Brief
If a line in the records below holds the word "white", copy it.
......
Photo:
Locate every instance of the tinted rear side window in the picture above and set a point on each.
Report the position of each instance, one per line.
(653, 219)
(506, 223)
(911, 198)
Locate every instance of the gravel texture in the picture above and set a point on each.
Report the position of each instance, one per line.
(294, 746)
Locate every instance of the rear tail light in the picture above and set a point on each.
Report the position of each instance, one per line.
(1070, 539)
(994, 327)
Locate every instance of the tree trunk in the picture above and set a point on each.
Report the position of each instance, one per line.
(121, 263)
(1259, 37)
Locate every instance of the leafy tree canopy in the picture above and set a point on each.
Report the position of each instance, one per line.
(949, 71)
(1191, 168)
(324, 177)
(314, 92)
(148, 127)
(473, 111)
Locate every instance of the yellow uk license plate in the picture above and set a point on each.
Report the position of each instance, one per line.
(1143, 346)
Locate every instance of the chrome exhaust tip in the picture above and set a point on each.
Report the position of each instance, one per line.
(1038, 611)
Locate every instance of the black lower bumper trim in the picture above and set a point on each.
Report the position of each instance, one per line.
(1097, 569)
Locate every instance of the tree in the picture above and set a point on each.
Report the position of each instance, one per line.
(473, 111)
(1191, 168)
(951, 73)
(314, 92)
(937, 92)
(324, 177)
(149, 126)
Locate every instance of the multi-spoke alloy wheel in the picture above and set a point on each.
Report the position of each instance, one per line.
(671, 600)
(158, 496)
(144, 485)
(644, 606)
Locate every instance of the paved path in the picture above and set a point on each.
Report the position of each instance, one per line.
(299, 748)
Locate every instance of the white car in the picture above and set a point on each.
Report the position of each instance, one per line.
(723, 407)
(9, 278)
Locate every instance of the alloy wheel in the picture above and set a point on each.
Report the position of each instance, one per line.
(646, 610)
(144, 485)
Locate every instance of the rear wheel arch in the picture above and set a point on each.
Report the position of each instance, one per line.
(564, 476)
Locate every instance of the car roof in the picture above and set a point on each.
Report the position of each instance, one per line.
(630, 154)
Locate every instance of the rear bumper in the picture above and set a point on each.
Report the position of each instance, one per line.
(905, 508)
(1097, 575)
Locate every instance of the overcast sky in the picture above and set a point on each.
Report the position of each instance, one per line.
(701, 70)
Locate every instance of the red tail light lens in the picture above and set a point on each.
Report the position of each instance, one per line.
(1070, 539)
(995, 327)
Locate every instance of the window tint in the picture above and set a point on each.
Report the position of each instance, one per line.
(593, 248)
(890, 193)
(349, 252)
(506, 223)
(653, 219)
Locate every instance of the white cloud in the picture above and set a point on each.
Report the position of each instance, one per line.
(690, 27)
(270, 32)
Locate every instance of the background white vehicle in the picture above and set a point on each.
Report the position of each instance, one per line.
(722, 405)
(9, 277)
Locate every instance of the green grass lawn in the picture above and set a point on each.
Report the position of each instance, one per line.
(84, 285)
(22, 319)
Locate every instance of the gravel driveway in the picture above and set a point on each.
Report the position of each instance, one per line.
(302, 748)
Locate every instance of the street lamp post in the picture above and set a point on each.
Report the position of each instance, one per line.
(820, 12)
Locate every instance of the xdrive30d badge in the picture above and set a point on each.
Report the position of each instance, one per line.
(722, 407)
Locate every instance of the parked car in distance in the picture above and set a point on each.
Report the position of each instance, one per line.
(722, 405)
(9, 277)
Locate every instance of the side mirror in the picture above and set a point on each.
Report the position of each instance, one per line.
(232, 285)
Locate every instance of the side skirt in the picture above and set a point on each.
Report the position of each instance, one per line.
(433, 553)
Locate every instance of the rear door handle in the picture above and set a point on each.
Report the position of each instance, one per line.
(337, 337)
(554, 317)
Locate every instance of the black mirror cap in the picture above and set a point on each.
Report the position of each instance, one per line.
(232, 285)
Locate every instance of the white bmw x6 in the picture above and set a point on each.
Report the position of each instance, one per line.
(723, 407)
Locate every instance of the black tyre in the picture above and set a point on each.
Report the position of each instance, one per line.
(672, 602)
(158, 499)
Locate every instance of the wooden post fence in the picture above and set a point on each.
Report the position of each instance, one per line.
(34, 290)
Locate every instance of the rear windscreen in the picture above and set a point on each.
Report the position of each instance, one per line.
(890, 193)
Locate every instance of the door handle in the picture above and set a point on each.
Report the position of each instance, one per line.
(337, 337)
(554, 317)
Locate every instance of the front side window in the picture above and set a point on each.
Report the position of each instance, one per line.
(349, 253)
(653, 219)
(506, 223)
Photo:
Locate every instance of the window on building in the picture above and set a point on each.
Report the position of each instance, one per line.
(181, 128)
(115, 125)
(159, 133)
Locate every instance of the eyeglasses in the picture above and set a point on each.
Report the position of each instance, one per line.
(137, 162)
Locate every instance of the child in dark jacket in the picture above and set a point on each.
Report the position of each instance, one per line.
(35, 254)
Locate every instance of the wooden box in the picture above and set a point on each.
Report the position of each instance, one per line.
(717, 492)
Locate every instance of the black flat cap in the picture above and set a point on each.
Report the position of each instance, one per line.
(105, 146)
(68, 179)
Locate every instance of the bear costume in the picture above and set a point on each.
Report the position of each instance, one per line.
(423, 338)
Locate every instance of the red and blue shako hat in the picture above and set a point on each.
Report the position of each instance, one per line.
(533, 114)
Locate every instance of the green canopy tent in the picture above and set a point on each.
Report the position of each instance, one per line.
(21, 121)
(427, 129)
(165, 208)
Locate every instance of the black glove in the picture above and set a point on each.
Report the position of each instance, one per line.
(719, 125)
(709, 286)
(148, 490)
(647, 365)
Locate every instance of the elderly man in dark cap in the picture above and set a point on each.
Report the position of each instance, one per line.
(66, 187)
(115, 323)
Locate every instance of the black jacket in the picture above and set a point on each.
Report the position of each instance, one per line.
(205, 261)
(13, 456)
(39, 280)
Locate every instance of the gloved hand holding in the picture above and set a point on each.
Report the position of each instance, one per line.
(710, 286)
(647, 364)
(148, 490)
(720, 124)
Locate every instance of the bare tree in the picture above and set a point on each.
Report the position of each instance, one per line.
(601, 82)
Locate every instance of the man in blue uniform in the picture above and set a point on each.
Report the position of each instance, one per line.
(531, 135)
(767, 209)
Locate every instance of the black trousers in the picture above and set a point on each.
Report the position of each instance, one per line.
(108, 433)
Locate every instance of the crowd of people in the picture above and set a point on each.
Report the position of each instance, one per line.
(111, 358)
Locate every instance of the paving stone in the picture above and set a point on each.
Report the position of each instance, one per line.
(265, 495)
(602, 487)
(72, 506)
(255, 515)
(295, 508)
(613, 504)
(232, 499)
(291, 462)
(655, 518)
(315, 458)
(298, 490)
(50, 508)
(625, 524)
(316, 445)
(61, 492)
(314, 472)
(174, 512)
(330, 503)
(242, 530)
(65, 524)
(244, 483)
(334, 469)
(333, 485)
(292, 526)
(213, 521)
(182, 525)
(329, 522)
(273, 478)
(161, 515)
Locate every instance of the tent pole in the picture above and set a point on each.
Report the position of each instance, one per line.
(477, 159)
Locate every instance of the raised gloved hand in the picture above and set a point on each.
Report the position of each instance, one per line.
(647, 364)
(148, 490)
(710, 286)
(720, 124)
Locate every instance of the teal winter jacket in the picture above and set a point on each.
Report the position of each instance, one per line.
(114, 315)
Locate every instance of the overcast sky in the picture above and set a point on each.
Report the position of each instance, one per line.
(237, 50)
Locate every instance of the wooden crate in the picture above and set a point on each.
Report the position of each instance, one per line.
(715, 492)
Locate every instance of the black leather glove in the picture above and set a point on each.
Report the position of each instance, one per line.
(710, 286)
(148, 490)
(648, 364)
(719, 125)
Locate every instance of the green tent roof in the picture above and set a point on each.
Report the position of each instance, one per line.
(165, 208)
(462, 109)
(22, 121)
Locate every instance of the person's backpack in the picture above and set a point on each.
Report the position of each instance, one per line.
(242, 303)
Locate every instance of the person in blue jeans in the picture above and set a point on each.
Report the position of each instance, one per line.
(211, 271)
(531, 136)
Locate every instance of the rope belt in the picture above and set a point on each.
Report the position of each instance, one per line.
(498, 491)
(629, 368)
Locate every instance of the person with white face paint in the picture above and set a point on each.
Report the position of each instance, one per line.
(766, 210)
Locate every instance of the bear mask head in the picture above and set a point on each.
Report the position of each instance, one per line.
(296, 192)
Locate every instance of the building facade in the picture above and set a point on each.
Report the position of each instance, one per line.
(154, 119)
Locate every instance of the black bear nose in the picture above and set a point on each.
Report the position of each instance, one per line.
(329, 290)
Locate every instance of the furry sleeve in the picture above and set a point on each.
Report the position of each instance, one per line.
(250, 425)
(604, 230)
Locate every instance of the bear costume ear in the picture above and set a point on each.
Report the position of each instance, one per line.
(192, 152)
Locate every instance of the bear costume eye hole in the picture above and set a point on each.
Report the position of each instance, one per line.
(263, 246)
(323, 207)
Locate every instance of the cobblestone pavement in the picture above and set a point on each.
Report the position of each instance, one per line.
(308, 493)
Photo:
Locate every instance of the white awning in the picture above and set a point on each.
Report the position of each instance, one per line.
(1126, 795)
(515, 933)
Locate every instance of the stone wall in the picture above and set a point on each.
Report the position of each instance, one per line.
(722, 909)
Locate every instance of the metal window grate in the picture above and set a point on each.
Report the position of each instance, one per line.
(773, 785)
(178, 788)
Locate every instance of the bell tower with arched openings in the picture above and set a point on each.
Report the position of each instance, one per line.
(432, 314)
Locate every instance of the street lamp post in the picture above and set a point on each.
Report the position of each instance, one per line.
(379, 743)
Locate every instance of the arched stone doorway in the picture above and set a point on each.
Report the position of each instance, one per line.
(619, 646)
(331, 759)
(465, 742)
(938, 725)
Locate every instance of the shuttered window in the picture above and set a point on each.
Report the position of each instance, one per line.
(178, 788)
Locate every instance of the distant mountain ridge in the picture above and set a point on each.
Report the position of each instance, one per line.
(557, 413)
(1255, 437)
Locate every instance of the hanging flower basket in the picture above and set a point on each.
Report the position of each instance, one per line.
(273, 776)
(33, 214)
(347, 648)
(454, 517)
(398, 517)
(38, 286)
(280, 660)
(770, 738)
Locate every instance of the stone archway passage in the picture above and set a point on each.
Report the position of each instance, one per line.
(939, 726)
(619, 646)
......
Answer area
Locate every instance of the white car in the picture above and set a point on each.
Locate every instance of the white cloud in the picture above and set a point on each.
Locate every instance of the background white vehicle in the picture above and set a point on each.
Locate every instance of the white bmw x6 in the picture above and set a point on each.
Locate every instance of the person with white face paint in the picture above and set a point on each.
Locate every instance of the white awning in the picture above and set a point on each.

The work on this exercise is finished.